──────── Page excerpt ────────

Following nearly two years of COVID-19 in the U.S., it’s no surprise that mental health concerns are on the rise. In fact, a recent poll found that nine in 10 therapists say the number of clients seeking their services has increased, and one in three have waiting lists over three months’ long just for an initial appointment. And while there have been several contributors over the past 24 months—like social isolation, drastic changes in routine, or loss of a loved one—one perhaps overlooked factor fueling this mental health crisis is financial stress.

According to MetLife’s 19th Annual Employee Benefit Trends Study (EBTS), poor financial health is a top driver of poor mental health, with 86% of working Americans saying finances are a top source of stress for them both now and in the future. This makes sense when you consider that, amid stock market volatility, job loss, rising inflation, and more, many Americans are not only struggling in the short term, but are also behind on their long-term financial goals, like saving for retirement.  Today, more than half (58%) of working Americans either haven’t started or are behind in their retirement savings and for those who are retired, four in 10 express anxiety about their money running out entirely, according to MetLife’s 2022 Paycheck or Pot of Gold Study℠.

────────

> _Explore the material_:
1) Answer these questions from the article on financial stress and mental health:
(a) According to the recent poll, how many therapists say the number of clients seeking their services has increased?
(b) What percentage of working Americans in MetLife's 19th Annual Employee Benefit Trends Study say finances are a top source of stress?
(c) What share of working Americans either haven't started or are behind in their retirement savings?
2) Rewrite the passage of the article on financial stress and mental health starting at "Following nearly two" and ending at "is financial stress.", changing "therapists" to "counselors".
3) Continue the article on financial stress and mental health from its last sentence.
The entries that follow are unrelated to this text.

──────── Records supplied ────────

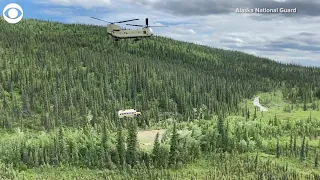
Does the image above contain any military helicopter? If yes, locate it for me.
[91,17,166,41]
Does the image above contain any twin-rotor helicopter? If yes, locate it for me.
[91,17,166,41]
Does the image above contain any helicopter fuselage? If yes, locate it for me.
[107,24,153,39]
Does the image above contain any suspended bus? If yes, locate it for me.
[118,109,141,118]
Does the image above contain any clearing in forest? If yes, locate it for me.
[138,129,165,147]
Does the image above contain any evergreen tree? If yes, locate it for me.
[127,121,138,167]
[314,150,319,168]
[117,127,126,166]
[300,136,306,161]
[152,132,160,167]
[169,122,179,166]
[276,137,280,158]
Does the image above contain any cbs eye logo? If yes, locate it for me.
[2,3,23,24]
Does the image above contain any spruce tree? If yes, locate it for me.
[127,121,138,167]
[152,132,160,167]
[314,150,319,168]
[117,127,126,166]
[276,137,280,158]
[300,136,306,161]
[169,122,179,166]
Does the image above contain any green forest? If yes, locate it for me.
[0,16,320,180]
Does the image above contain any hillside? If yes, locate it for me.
[0,20,320,129]
[0,19,320,179]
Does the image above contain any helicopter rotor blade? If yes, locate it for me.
[114,19,139,23]
[126,24,144,27]
[91,17,112,23]
[148,26,168,27]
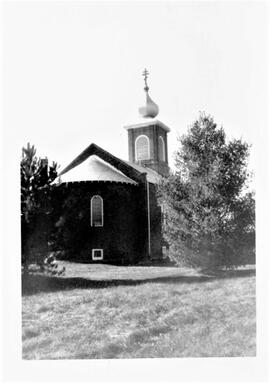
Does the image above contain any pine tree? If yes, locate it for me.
[159,114,255,268]
[20,143,57,269]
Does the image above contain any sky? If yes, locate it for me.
[3,2,267,178]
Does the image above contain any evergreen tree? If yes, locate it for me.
[159,114,255,268]
[20,143,57,269]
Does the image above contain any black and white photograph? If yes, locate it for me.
[1,1,269,381]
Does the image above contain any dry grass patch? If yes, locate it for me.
[22,265,256,359]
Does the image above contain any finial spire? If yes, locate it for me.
[142,69,149,92]
[139,69,159,118]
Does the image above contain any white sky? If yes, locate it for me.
[4,2,267,176]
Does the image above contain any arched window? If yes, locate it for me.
[90,195,103,226]
[158,136,165,161]
[135,135,150,161]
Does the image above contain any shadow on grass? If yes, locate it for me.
[22,270,255,295]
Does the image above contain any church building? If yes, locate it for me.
[56,70,170,265]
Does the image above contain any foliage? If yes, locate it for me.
[20,143,62,270]
[159,114,255,268]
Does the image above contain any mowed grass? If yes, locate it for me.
[22,263,256,359]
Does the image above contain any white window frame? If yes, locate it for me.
[92,249,103,261]
[158,136,166,162]
[135,134,150,161]
[90,194,104,227]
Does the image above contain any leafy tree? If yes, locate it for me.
[20,143,57,269]
[159,114,255,268]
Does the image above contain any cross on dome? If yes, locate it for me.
[142,69,149,92]
[139,69,159,118]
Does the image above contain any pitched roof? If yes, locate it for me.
[57,154,137,185]
[55,144,161,185]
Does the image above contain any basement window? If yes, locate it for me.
[92,249,103,261]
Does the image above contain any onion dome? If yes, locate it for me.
[139,69,159,118]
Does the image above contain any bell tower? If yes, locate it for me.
[125,69,170,176]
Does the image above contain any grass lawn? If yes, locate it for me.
[22,263,256,359]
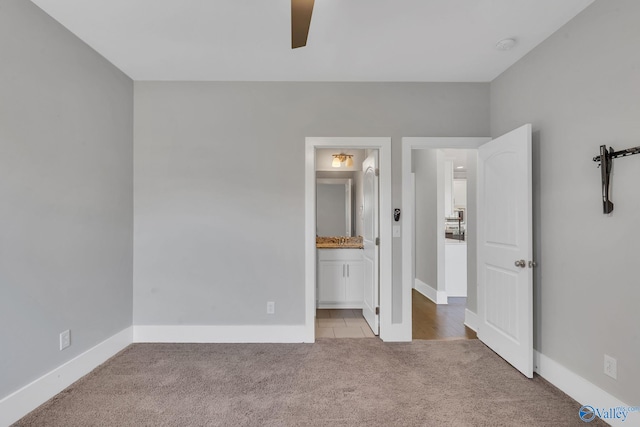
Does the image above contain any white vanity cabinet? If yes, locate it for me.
[316,249,364,308]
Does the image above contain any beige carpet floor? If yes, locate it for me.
[16,338,606,427]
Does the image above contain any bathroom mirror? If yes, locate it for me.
[316,178,352,237]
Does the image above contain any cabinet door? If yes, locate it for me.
[318,261,346,303]
[346,261,364,307]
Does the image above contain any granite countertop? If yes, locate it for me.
[316,236,364,249]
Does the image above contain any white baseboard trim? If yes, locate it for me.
[464,308,479,333]
[533,350,640,426]
[413,277,448,304]
[133,325,310,343]
[0,327,133,426]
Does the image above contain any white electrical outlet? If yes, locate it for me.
[60,329,71,350]
[267,301,276,314]
[604,354,618,380]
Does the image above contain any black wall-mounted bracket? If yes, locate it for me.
[593,145,640,214]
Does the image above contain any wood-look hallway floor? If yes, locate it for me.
[412,289,477,340]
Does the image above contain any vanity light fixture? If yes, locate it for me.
[331,153,353,168]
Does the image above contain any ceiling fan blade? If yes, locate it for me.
[291,0,314,49]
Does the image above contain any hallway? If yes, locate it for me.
[411,289,477,340]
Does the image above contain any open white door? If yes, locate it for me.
[362,151,379,335]
[478,124,534,378]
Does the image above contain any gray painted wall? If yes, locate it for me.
[491,0,640,405]
[134,82,489,325]
[0,0,133,399]
[411,149,442,290]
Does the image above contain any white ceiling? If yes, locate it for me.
[32,0,593,82]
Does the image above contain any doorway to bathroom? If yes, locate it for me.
[305,138,391,339]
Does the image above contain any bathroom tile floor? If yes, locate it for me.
[316,308,375,338]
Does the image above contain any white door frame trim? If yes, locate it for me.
[402,137,491,341]
[305,137,394,342]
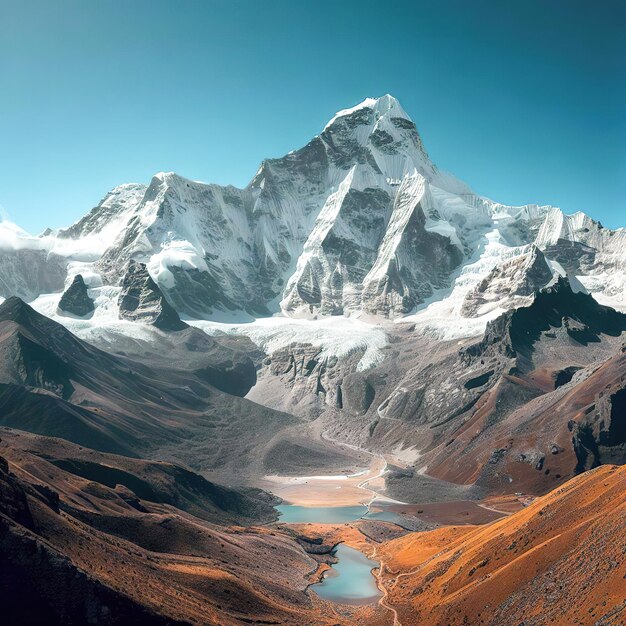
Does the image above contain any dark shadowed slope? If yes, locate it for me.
[0,430,348,626]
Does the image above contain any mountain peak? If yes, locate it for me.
[324,94,411,130]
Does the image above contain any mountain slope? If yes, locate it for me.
[0,298,308,476]
[0,95,626,332]
[377,466,626,626]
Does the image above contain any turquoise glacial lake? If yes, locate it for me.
[311,543,382,604]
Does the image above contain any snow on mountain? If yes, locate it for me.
[0,95,626,336]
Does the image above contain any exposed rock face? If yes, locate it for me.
[0,95,626,319]
[119,260,188,330]
[461,244,554,317]
[59,274,94,317]
[463,277,626,365]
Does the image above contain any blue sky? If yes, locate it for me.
[0,0,626,232]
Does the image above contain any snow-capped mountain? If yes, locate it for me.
[0,95,626,320]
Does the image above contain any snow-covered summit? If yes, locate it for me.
[324,94,412,130]
[0,95,626,328]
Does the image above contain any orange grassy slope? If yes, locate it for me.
[377,465,626,626]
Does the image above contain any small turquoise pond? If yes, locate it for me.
[311,543,382,604]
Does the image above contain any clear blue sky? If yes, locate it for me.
[0,0,626,232]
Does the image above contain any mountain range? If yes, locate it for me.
[0,95,626,626]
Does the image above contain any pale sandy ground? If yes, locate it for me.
[263,457,387,507]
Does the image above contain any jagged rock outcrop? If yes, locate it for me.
[461,244,554,317]
[462,276,626,362]
[118,260,188,331]
[58,274,94,317]
[0,95,626,319]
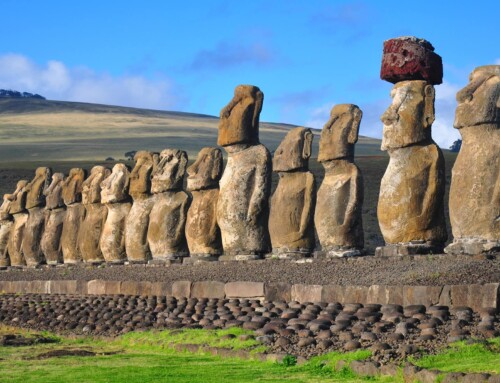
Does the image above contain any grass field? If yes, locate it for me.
[0,99,380,163]
[0,326,500,383]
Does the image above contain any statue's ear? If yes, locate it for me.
[177,150,188,178]
[302,129,314,160]
[424,85,436,128]
[211,149,222,180]
[347,107,363,144]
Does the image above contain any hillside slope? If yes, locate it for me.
[0,98,382,162]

────────

> _Responses_:
1)
(a) Nine in 10.
(b) 86%.
(c) More than half (58%).

2)
Following nearly two years of COVID-19 in the U.S., it’s no surprise that mental health concerns are on the rise. In fact, a recent poll found that nine in 10 counselors say the number of clients seeking their services has increased, and one in three have waiting lists over three months’ long just for an initial appointment. And while there have been several contributors over the past 24 months—like social isolation, drastic changes in routine, or loss of a loved one—one perhaps overlooked factor fueling this mental health crisis is financial stress.

3)
That’s why, as many look to improve their mental health this year, educating yourself around the realities of retirement can be critical to curbing financial anxieties and gaining overall peace of mind. As such, here are three of the most common myths around retirement benefits—and the facts that can help reduce your financial stress:

1. Myth: The best way to distribute your retirement savings is as a lump sum.

Fact: The decision about what to do with the money from your 401(k) at retirement is a big one, and shouldn’t be taken lightly—it will literally affect you for the rest of your life. Taking all of the money as a lump sum may be tempting, but there can be significant drawbacks. Consider that one in three retirees (34%) who took a lump sum from their employer-sponsored defined contribution (DC) plan depleted their money in an average of five years, on average. 

Many individuals who take lump sums from their retirement plans have depleted their money too quickly relative to their life expectancy, potentially leaving them to fund a significant portion of their retirement years with no income other than Social Security, MetLife’s Paycheck or Pot of Gold Study found, so it’s important to consider all of your options to determine which is right for you.

2. Myth: It’s easy to lose control of my money if I’m not receiving my retirement savings all at once.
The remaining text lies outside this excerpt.